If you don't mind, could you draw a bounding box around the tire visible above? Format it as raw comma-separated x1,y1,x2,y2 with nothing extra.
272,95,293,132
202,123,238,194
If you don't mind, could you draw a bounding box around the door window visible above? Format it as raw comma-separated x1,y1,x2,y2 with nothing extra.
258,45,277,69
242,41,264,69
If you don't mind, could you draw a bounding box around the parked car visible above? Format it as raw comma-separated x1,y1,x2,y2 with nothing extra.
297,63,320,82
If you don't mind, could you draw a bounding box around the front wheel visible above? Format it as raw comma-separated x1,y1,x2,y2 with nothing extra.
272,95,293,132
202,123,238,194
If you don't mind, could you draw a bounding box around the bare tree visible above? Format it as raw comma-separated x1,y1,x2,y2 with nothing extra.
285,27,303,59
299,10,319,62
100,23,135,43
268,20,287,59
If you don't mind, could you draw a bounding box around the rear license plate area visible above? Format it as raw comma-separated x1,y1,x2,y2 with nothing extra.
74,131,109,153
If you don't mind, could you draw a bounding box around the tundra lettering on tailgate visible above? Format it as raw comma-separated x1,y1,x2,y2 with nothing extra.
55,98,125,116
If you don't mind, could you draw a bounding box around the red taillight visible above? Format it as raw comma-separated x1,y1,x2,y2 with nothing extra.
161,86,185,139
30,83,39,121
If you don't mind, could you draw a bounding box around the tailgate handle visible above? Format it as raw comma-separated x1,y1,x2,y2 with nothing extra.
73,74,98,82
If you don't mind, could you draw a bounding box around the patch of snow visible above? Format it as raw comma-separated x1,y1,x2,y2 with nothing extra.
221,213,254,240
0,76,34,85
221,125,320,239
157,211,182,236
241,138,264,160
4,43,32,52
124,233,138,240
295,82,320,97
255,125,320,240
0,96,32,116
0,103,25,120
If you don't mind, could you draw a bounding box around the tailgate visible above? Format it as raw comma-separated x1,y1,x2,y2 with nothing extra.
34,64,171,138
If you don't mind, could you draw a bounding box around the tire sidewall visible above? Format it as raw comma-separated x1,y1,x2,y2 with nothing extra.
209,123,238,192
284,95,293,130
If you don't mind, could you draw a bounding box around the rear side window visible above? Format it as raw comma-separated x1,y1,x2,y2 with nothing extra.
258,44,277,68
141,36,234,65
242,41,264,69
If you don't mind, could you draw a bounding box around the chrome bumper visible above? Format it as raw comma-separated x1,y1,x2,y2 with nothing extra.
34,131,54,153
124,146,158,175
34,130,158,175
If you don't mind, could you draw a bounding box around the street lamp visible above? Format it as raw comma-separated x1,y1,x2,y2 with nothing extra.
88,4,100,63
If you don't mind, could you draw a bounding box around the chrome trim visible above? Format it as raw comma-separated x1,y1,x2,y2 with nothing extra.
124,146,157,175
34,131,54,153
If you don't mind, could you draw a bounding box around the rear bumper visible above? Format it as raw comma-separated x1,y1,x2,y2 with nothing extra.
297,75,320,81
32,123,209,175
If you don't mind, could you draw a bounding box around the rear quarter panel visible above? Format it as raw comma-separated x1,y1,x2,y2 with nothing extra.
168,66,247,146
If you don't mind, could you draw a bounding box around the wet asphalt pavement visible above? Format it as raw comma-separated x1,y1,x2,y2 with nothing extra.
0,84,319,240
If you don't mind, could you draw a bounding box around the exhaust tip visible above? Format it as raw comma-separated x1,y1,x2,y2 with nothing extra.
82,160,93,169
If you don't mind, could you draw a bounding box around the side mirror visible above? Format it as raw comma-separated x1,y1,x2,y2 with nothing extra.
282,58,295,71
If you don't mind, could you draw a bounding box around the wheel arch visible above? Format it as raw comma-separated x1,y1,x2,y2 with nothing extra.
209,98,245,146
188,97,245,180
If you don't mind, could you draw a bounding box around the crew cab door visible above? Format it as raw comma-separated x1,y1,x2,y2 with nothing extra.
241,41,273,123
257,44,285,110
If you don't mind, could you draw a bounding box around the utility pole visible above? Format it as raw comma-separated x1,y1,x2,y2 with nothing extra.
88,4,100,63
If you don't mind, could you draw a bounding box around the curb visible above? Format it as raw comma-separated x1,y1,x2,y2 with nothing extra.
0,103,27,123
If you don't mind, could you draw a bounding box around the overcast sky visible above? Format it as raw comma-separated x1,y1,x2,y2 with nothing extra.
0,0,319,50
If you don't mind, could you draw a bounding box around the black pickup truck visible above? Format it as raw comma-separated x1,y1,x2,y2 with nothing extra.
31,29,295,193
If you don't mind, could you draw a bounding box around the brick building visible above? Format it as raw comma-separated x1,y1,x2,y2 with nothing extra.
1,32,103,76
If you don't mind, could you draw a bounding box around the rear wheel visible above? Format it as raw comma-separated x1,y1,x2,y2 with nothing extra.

::::

- [WORK TO COMPLETE]:
Would you transcribe exactly the lines from the one containing "around the curb" to the end of the material, and leave out the rest?

- [SOLVED EXERCISE]:
If you don't mind, could you draw a bounding box around the curb visible above? Format it as raw comma-separated x1,y1,x2,y2 with nothing extra.
0,103,27,123
If you don't mind, could you draw a bounding box around the overcast sky visible above? Format it as raw comma-separated x1,y1,x2,y2 with nothing extra.
0,0,319,50
If you don't mind, could you draw a bounding box around the black pickup truck visible above? Format it as raw comma-separated x1,y1,x2,y2 with nothing extra.
31,29,295,193
If you don't mind, could you draw a bounding box around the brick building visible above? Format it as raw comma-separated x1,y1,x2,y2 with nothing extra.
1,32,103,76
If you don't mind, could you draw a bounding box around the rear wheel visible above? Format it as raw comma-separated x1,y1,x2,y2 with nothing extra.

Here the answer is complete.